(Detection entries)
★ ★ ★ ★
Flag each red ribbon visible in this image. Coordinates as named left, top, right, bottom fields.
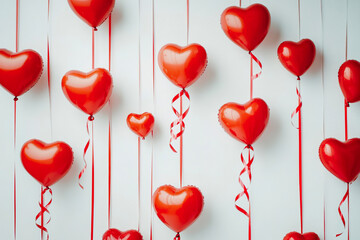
left=235, top=145, right=254, bottom=240
left=336, top=184, right=350, bottom=237
left=249, top=51, right=262, bottom=99
left=174, top=233, right=180, bottom=240
left=169, top=89, right=190, bottom=153
left=35, top=187, right=53, bottom=240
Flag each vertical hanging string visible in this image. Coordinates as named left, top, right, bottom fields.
left=108, top=14, right=112, bottom=229
left=296, top=0, right=304, bottom=234
left=13, top=97, right=18, bottom=240
left=320, top=0, right=326, bottom=240
left=13, top=0, right=19, bottom=240
left=137, top=0, right=141, bottom=232
left=91, top=117, right=95, bottom=240
left=46, top=0, right=53, bottom=139
left=235, top=145, right=254, bottom=240
left=35, top=187, right=53, bottom=240
left=150, top=0, right=156, bottom=240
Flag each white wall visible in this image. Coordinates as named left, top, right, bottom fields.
left=0, top=0, right=360, bottom=240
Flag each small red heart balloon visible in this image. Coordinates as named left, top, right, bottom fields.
left=339, top=60, right=360, bottom=103
left=21, top=139, right=74, bottom=187
left=126, top=112, right=155, bottom=138
left=61, top=68, right=113, bottom=115
left=319, top=138, right=360, bottom=183
left=153, top=185, right=204, bottom=233
left=278, top=39, right=316, bottom=77
left=221, top=3, right=271, bottom=51
left=68, top=0, right=115, bottom=28
left=284, top=232, right=320, bottom=240
left=219, top=98, right=270, bottom=145
left=0, top=49, right=43, bottom=97
left=102, top=228, right=143, bottom=240
left=158, top=44, right=207, bottom=88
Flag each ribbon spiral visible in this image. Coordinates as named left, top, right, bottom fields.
left=235, top=145, right=254, bottom=239
left=169, top=88, right=190, bottom=153
left=35, top=187, right=53, bottom=240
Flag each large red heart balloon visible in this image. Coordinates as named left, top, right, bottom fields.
left=319, top=138, right=360, bottom=183
left=21, top=139, right=74, bottom=187
left=153, top=185, right=204, bottom=233
left=221, top=3, right=271, bottom=51
left=278, top=39, right=316, bottom=77
left=0, top=49, right=43, bottom=97
left=158, top=44, right=207, bottom=88
left=219, top=98, right=270, bottom=145
left=339, top=60, right=360, bottom=102
left=126, top=112, right=155, bottom=138
left=284, top=232, right=320, bottom=240
left=102, top=228, right=143, bottom=240
left=68, top=0, right=115, bottom=28
left=61, top=68, right=113, bottom=115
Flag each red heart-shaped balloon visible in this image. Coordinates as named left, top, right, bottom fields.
left=153, top=185, right=204, bottom=233
left=0, top=49, right=43, bottom=97
left=68, top=0, right=115, bottom=28
left=339, top=60, right=360, bottom=102
left=61, top=68, right=113, bottom=115
left=221, top=3, right=271, bottom=51
left=126, top=112, right=155, bottom=138
left=219, top=98, right=270, bottom=145
left=21, top=139, right=74, bottom=187
left=102, top=228, right=143, bottom=240
left=158, top=44, right=207, bottom=88
left=284, top=232, right=320, bottom=240
left=319, top=138, right=360, bottom=183
left=278, top=39, right=316, bottom=77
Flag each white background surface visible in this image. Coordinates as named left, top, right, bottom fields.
left=0, top=0, right=360, bottom=240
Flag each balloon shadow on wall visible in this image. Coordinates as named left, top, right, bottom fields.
left=193, top=59, right=216, bottom=96
left=255, top=109, right=282, bottom=158
left=260, top=21, right=281, bottom=53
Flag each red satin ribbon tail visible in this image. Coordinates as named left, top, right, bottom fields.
left=78, top=116, right=94, bottom=189
left=35, top=187, right=53, bottom=240
left=291, top=77, right=302, bottom=129
left=336, top=189, right=349, bottom=237
left=235, top=145, right=254, bottom=240
left=174, top=233, right=180, bottom=240
left=169, top=89, right=190, bottom=153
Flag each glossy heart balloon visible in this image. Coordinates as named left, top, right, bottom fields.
left=221, top=3, right=271, bottom=51
left=219, top=98, right=270, bottom=145
left=0, top=49, right=43, bottom=97
left=21, top=139, right=74, bottom=187
left=158, top=44, right=207, bottom=88
left=102, top=228, right=143, bottom=240
left=319, top=138, right=360, bottom=183
left=153, top=185, right=204, bottom=233
left=126, top=112, right=155, bottom=138
left=283, top=232, right=320, bottom=240
left=61, top=68, right=113, bottom=115
left=278, top=39, right=316, bottom=77
left=68, top=0, right=115, bottom=28
left=339, top=60, right=360, bottom=103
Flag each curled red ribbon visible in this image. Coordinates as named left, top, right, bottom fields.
left=235, top=145, right=254, bottom=240
left=174, top=233, right=180, bottom=240
left=169, top=88, right=190, bottom=153
left=78, top=116, right=94, bottom=189
left=35, top=187, right=53, bottom=240
left=336, top=184, right=349, bottom=237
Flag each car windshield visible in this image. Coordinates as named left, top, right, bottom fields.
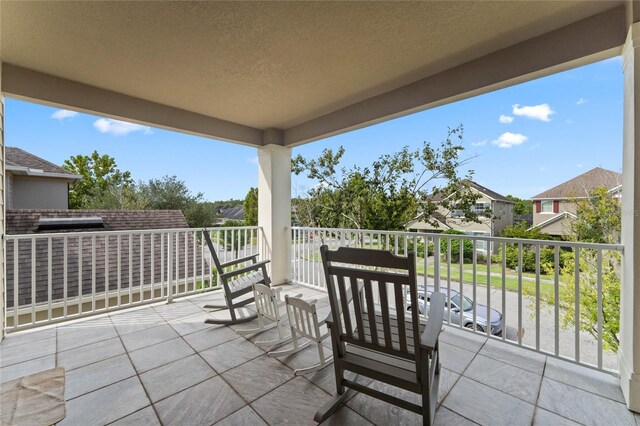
left=451, top=294, right=473, bottom=311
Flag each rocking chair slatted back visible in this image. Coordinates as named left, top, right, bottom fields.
left=321, top=248, right=420, bottom=366
left=285, top=297, right=322, bottom=341
left=253, top=284, right=280, bottom=321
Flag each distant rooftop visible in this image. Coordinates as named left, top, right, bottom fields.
left=531, top=167, right=622, bottom=200
left=5, top=146, right=80, bottom=179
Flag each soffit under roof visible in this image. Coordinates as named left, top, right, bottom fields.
left=0, top=1, right=622, bottom=129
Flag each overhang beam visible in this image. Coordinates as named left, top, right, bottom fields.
left=285, top=6, right=627, bottom=146
left=2, top=63, right=263, bottom=147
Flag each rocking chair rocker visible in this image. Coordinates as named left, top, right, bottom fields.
left=202, top=229, right=271, bottom=325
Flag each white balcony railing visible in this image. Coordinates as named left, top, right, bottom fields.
left=291, top=227, right=622, bottom=372
left=5, top=227, right=263, bottom=332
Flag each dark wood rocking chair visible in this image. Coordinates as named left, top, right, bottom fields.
left=202, top=230, right=271, bottom=325
left=315, top=245, right=445, bottom=425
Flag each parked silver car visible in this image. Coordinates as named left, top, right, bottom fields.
left=407, top=286, right=503, bottom=335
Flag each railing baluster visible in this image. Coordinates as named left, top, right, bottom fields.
left=63, top=235, right=69, bottom=318
left=77, top=236, right=84, bottom=315
left=553, top=246, right=560, bottom=356
left=13, top=239, right=20, bottom=328
left=470, top=239, right=478, bottom=331
left=596, top=249, right=603, bottom=369
left=485, top=240, right=492, bottom=337
left=574, top=247, right=580, bottom=362
left=501, top=242, right=507, bottom=341
left=91, top=235, right=96, bottom=312
left=518, top=243, right=524, bottom=345
left=104, top=235, right=110, bottom=311
left=116, top=235, right=122, bottom=308
left=47, top=237, right=53, bottom=321
left=448, top=238, right=451, bottom=324
left=536, top=244, right=540, bottom=351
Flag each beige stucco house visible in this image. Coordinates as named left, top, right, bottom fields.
left=531, top=167, right=622, bottom=236
left=4, top=147, right=80, bottom=209
left=406, top=182, right=515, bottom=249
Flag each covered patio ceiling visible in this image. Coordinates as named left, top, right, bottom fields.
left=0, top=1, right=631, bottom=146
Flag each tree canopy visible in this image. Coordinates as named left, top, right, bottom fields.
left=292, top=126, right=478, bottom=230
left=62, top=151, right=134, bottom=209
left=242, top=188, right=258, bottom=226
left=507, top=195, right=533, bottom=215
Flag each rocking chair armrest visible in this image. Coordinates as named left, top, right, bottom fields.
left=220, top=253, right=268, bottom=268
left=420, top=292, right=445, bottom=350
left=220, top=260, right=269, bottom=279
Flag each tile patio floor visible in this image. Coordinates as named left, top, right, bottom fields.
left=0, top=286, right=640, bottom=426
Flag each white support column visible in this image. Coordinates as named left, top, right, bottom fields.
left=0, top=61, right=6, bottom=341
left=258, top=144, right=291, bottom=284
left=618, top=23, right=640, bottom=412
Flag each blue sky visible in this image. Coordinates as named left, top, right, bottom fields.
left=5, top=57, right=623, bottom=201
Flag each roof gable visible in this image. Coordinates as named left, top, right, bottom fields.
left=5, top=146, right=80, bottom=179
left=531, top=167, right=622, bottom=200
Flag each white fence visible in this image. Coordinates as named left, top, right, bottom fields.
left=5, top=227, right=264, bottom=332
left=291, top=227, right=622, bottom=371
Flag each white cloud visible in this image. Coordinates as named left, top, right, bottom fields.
left=498, top=114, right=513, bottom=124
left=93, top=118, right=151, bottom=136
left=491, top=132, right=527, bottom=148
left=51, top=109, right=78, bottom=121
left=513, top=104, right=556, bottom=121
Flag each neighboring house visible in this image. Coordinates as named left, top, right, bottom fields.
left=4, top=147, right=80, bottom=209
left=531, top=167, right=622, bottom=236
left=406, top=182, right=515, bottom=249
left=6, top=209, right=202, bottom=307
left=216, top=204, right=244, bottom=224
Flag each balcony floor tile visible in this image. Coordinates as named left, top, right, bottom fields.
left=442, top=377, right=535, bottom=425
left=538, top=378, right=635, bottom=425
left=121, top=324, right=180, bottom=352
left=251, top=377, right=330, bottom=425
left=544, top=357, right=624, bottom=403
left=216, top=406, right=267, bottom=426
left=129, top=338, right=194, bottom=373
left=155, top=377, right=245, bottom=425
left=200, top=337, right=264, bottom=373
left=140, top=354, right=217, bottom=402
left=0, top=285, right=640, bottom=426
left=0, top=354, right=56, bottom=382
left=57, top=337, right=125, bottom=371
left=111, top=406, right=161, bottom=426
left=64, top=355, right=136, bottom=399
left=58, top=377, right=150, bottom=426
left=464, top=355, right=542, bottom=404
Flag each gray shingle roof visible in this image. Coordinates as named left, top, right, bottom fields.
left=5, top=146, right=78, bottom=176
left=531, top=167, right=622, bottom=200
left=6, top=210, right=200, bottom=307
left=6, top=209, right=189, bottom=235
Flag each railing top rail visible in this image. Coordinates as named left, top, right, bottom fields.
left=6, top=226, right=262, bottom=240
left=291, top=226, right=624, bottom=252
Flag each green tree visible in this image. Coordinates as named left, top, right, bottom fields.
left=242, top=188, right=258, bottom=226
left=571, top=186, right=622, bottom=244
left=62, top=151, right=134, bottom=209
left=507, top=195, right=533, bottom=215
left=292, top=126, right=479, bottom=230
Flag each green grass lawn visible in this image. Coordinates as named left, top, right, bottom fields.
left=417, top=265, right=554, bottom=297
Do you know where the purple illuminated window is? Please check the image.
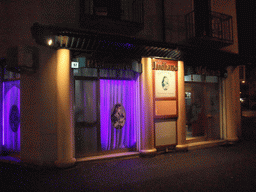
[1,80,20,151]
[100,79,140,150]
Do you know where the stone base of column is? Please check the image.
[176,144,188,152]
[226,137,239,144]
[140,148,157,157]
[54,158,76,168]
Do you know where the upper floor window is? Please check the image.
[90,0,122,19]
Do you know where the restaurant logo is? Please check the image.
[111,103,126,129]
[162,76,169,91]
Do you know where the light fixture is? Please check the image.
[47,38,53,46]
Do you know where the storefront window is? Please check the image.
[185,67,220,140]
[75,68,140,158]
[0,69,20,153]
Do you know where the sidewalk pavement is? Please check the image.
[0,141,256,191]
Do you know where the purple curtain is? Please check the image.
[1,81,20,151]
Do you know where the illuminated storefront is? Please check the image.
[1,23,240,167]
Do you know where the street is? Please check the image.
[0,141,256,191]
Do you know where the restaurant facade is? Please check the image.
[0,0,241,167]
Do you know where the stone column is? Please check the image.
[176,61,188,150]
[140,58,156,155]
[225,66,241,143]
[55,49,76,167]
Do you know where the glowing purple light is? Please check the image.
[2,81,20,151]
[2,83,4,145]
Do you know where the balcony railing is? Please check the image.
[185,11,233,47]
[80,0,144,35]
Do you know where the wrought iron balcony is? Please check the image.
[79,0,144,36]
[185,11,233,48]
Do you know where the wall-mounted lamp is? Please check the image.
[47,38,53,46]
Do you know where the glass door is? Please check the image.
[75,80,100,157]
[185,82,220,140]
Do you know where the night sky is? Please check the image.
[236,0,256,57]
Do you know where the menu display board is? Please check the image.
[152,59,178,119]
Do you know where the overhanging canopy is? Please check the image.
[31,23,243,69]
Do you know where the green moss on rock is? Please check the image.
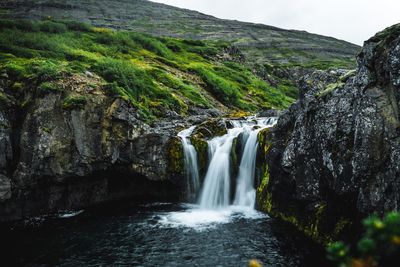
[168,137,185,175]
[62,96,87,110]
[190,136,208,176]
[193,119,228,138]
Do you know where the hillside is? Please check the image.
[0,0,360,68]
[0,20,297,121]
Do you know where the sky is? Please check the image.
★ ★ ★ ★
__Directions__: Reproduce the entries above without alteration, beginning at the line that contains "Flag each curled" and ending after the line that contains "left=315, top=245, right=445, bottom=425". Omit the pictures from your reproduction.

__The response__:
Flag each curled red ribbon visible in this image. Coordinates as named left, top, right, bottom fields.
left=235, top=145, right=254, bottom=240
left=174, top=233, right=180, bottom=240
left=169, top=88, right=190, bottom=153
left=78, top=116, right=94, bottom=189
left=35, top=187, right=53, bottom=240
left=336, top=184, right=349, bottom=237
Flag each car windshield visible in this image. Coordinates as named left, top, right, bottom fields.
left=451, top=294, right=473, bottom=311
Flag each rocking chair slatted back visible in this image. Coordinates as named left, top, right, bottom fields.
left=321, top=248, right=420, bottom=366
left=285, top=297, right=322, bottom=341
left=253, top=284, right=280, bottom=321
Flag each distant rooftop visible in this image. Coordinates as named left, top, right, bottom fields.
left=531, top=167, right=622, bottom=200
left=5, top=146, right=80, bottom=179
Flag each soffit under roof visible in this image. Coordinates as named left, top, right, bottom fields.
left=0, top=1, right=622, bottom=129
Flag each overhang beam visible in this image. Coordinates as named left, top, right, bottom fields.
left=285, top=6, right=627, bottom=146
left=2, top=63, right=263, bottom=147
Flag each rocking chair rocker visible in this image. Coordinates as named left, top, right, bottom fields.
left=202, top=229, right=271, bottom=325
Flag each white balcony railing visible in this image. Coordinates as named left, top, right, bottom fields.
left=291, top=227, right=622, bottom=372
left=5, top=227, right=263, bottom=332
Flag each dark wood rocking chair visible in this image. Coordinates as named left, top, right, bottom fields.
left=202, top=230, right=271, bottom=325
left=315, top=245, right=445, bottom=425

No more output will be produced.